EEA Financial Institutions

.  No Loan Party is an EEA Financial Institution.

SECTION 5.Conditions Precedent

5.1

Conditions to Restatement Date

.  The agreement of each Lender to make the initial extension of credit requested to be made by it on the Restatement Date is subject to the satisfaction, prior to or concurrently with the making of such extension of credit on the Restatement Date, of the following conditions precedent:

(a)

Agreement.  The Administrative Agent shall have received (i) this Agreement, executed and delivered by the Administrative Agent, the Borrower, the Co-Borrower and each Person listed on Schedule 1.1(A) (it being understood that a signature page to the Replacement Facility Amendment shall be deemed execution of this Agreement) and (ii) all Existing Term Loans shall have been replaced with Term Loans hereunder and all Existing Revolving Commitments and Existing Revolving Loans shall have been replaced with Revolving Commitments and Revolving Loans hereunder (and all accrued interest on the Existing Term Loans, Existing Revolving Commitments and Existing Revolving Loans and other amounts outstanding in respect thereof shall have been paid in full).  

(b)

**WHAT YOU NEED TO DO**
**a.** In the credit agreement excerpt:
(i) Is any Loan Party an EEA Financial Institution?
(ii) Under condition (a), who must receive the Agreement?
(iii) What is deemed execution of the Agreement?
**b.** Reproduce the credit agreement excerpt, beginning at the words that contain "Agreement.  The Administrative Agent" and stopping after "paid in full).".

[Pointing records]
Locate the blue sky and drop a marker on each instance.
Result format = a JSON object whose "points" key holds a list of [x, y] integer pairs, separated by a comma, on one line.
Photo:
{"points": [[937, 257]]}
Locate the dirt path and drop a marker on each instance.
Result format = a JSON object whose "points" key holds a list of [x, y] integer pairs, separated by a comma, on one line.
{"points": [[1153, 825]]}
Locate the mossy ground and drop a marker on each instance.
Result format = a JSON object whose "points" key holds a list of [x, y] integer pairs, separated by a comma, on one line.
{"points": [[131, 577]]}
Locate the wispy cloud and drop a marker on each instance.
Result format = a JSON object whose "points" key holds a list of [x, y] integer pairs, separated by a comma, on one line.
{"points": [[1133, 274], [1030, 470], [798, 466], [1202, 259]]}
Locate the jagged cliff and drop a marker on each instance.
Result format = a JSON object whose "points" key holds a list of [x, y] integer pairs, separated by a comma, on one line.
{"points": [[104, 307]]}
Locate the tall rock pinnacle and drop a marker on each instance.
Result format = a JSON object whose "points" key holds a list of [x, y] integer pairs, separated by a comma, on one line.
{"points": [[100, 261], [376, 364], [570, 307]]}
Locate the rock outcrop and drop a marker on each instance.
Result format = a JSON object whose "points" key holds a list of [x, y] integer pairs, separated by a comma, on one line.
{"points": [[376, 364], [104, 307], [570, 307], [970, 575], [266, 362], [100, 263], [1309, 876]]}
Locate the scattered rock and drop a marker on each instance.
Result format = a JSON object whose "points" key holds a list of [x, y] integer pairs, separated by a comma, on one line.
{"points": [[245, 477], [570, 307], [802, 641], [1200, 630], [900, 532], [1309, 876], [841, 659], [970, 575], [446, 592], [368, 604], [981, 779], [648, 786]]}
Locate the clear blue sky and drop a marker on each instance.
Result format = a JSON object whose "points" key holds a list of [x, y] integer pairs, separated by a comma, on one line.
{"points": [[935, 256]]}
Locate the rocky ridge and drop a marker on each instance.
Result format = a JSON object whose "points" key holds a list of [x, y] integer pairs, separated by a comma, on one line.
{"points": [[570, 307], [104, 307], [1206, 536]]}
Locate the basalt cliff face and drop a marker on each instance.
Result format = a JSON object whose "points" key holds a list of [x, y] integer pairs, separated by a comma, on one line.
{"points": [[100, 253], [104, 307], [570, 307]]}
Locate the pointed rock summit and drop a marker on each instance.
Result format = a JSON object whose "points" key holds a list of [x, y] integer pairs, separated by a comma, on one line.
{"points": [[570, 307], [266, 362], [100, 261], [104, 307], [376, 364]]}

**THE ANSWERS**
**a.**
(i) No.
(ii) The Administrative Agent.
(iii) A signature page to the Replacement Facility Amendment.

**b.**
Agreement.  The Administrative Agent shall have received (i) this Agreement, executed and delivered by the Administrative Agent, the Borrower, the Co-Borrower and each Person listed on Schedule 1.1(A) (it being understood that a signature page to the Replacement Facility Amendment shall be deemed execution of this Agreement) and (ii) all Existing Term Loans shall have been replaced with Term Loans hereunder and all Existing Revolving Commitments and Existing Revolving Loans shall have been replaced with Revolving Commitments and Revolving Loans hereunder (and all accrued interest on the Existing Term Loans, Existing Revolving Commitments and Existing Revolving Loans and other amounts outstanding in respect thereof shall have been paid in full).